Rows:
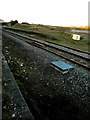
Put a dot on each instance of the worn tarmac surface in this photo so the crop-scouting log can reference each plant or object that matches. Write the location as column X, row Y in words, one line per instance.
column 57, row 96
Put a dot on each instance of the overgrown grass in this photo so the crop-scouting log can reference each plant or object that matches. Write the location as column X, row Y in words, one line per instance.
column 57, row 32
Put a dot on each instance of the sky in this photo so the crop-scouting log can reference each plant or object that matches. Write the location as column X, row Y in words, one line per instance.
column 47, row 12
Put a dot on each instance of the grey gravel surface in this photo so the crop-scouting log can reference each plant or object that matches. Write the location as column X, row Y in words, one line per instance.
column 75, row 82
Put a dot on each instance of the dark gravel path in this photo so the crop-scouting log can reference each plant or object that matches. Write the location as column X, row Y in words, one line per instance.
column 49, row 87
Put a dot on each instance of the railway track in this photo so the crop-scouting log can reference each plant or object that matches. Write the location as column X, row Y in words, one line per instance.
column 75, row 56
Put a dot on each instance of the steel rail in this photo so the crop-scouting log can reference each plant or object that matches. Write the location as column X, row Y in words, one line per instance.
column 42, row 46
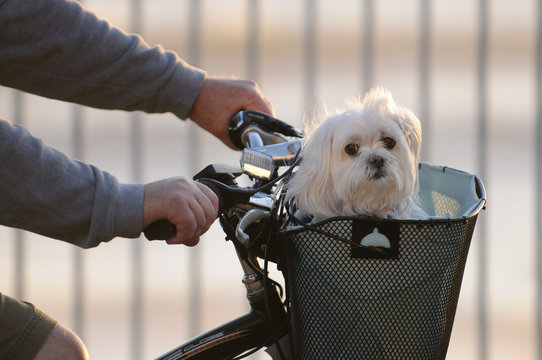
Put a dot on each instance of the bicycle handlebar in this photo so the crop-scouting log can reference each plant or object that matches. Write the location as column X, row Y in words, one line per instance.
column 247, row 129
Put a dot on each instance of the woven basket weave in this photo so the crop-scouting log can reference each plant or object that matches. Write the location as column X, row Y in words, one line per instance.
column 397, row 302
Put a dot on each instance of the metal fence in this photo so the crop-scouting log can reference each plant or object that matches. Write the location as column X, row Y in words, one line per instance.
column 256, row 50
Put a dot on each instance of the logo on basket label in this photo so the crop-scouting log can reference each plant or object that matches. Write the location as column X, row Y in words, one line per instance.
column 375, row 240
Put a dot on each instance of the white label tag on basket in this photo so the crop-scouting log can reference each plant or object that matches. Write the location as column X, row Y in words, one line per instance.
column 376, row 239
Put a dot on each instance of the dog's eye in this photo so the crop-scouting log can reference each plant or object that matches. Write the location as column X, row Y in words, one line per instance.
column 389, row 143
column 351, row 149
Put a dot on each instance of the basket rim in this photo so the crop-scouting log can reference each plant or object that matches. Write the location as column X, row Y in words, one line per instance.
column 480, row 191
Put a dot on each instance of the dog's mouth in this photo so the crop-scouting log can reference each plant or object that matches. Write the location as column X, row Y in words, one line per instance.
column 377, row 175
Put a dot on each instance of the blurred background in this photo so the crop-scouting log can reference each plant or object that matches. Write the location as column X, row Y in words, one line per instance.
column 469, row 69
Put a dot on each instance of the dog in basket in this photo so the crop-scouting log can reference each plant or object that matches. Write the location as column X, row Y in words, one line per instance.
column 363, row 161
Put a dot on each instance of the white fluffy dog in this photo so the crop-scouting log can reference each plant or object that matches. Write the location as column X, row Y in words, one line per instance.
column 363, row 161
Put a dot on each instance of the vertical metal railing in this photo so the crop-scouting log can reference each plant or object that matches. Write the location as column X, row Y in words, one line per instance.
column 482, row 158
column 367, row 45
column 310, row 55
column 137, row 263
column 19, row 237
column 78, row 257
column 538, row 178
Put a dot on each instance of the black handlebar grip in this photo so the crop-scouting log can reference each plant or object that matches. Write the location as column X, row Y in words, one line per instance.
column 164, row 229
column 160, row 230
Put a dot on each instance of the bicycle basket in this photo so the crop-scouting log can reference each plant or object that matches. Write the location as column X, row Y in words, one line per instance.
column 396, row 301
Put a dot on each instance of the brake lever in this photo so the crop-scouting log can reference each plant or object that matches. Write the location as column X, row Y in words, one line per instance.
column 266, row 125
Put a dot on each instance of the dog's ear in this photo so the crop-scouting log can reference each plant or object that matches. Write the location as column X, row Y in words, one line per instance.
column 409, row 124
column 312, row 185
column 411, row 127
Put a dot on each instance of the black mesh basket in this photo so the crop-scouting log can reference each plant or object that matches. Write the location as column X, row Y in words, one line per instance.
column 394, row 296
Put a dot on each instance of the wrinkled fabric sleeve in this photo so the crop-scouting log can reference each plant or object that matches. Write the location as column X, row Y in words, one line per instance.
column 43, row 191
column 59, row 49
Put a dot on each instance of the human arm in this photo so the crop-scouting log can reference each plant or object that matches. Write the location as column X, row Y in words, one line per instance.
column 43, row 191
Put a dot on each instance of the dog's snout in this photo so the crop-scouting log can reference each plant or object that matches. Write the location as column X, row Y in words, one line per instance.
column 376, row 161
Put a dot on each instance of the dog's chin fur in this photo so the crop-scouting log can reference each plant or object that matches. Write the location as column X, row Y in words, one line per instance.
column 330, row 182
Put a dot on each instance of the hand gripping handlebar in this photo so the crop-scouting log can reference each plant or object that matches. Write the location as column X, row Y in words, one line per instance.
column 244, row 124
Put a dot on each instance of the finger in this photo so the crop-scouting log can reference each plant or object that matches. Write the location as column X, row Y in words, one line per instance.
column 210, row 207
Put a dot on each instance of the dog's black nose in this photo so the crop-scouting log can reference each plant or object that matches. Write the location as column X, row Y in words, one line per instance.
column 376, row 161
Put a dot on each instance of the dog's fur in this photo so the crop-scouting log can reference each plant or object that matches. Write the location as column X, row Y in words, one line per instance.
column 363, row 161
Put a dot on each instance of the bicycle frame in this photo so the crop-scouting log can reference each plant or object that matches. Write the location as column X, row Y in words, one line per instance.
column 265, row 323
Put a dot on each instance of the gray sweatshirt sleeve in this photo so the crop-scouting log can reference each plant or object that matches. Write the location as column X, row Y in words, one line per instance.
column 45, row 192
column 57, row 49
column 60, row 50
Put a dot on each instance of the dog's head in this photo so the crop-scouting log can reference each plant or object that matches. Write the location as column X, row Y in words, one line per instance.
column 361, row 161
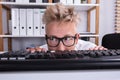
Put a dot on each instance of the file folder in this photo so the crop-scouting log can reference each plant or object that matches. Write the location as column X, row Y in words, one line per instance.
column 77, row 1
column 23, row 22
column 36, row 22
column 42, row 24
column 15, row 21
column 63, row 1
column 38, row 1
column 29, row 22
column 69, row 1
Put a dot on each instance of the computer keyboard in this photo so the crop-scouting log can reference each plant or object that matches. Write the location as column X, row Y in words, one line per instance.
column 60, row 60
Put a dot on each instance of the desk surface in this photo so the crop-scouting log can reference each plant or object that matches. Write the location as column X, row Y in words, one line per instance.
column 62, row 75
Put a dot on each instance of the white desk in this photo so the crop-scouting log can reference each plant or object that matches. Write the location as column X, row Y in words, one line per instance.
column 62, row 75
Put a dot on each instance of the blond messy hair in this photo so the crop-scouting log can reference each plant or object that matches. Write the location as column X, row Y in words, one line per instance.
column 60, row 13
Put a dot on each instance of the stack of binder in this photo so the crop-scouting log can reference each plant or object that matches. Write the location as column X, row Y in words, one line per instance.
column 27, row 22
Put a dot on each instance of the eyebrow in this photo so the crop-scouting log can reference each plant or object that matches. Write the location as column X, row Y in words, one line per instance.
column 60, row 37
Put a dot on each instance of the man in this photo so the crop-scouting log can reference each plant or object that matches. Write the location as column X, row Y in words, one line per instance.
column 61, row 30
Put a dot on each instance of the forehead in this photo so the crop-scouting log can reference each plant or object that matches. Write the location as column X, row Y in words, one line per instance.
column 61, row 29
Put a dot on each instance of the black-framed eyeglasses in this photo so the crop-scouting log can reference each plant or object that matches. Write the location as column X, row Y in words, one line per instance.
column 54, row 41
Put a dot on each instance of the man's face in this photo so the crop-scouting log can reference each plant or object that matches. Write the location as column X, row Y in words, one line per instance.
column 65, row 32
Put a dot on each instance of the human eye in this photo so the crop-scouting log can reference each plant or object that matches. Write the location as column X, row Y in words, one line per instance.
column 52, row 38
column 68, row 38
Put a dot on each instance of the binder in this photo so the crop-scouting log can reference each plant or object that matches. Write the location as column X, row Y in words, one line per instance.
column 44, row 1
column 69, row 1
column 38, row 1
column 32, row 1
column 22, row 22
column 18, row 1
column 29, row 22
column 42, row 24
column 50, row 1
column 77, row 1
column 56, row 1
column 36, row 22
column 15, row 21
column 63, row 1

Task goal:
Rewrite the data from the line with "Put a dot on each instance of the bicycle handlebar" up to and including the line with "column 256, row 50", substituting "wire fence" for "metal fence" and leaving everything else unchanged.

Solution to this task:
Put a dot on each instance of the bicycle handlebar in this photo so the crop-scouting log can reference each plant or object that matches. Write the location as column X, row Y in words, one line per instance.
column 247, row 129
Put a dot on each instance of the woven basket weave in this photo so the crop-scouting log can reference each plant or object that matches. Write the location as column X, row Y in words, one line per instance.
column 397, row 302
Put a dot on each instance of the wire fence in this photo so the crop-scouting log can reference each plant or object that matches. Write the location as column X, row Y in words, one line per instance.
column 256, row 50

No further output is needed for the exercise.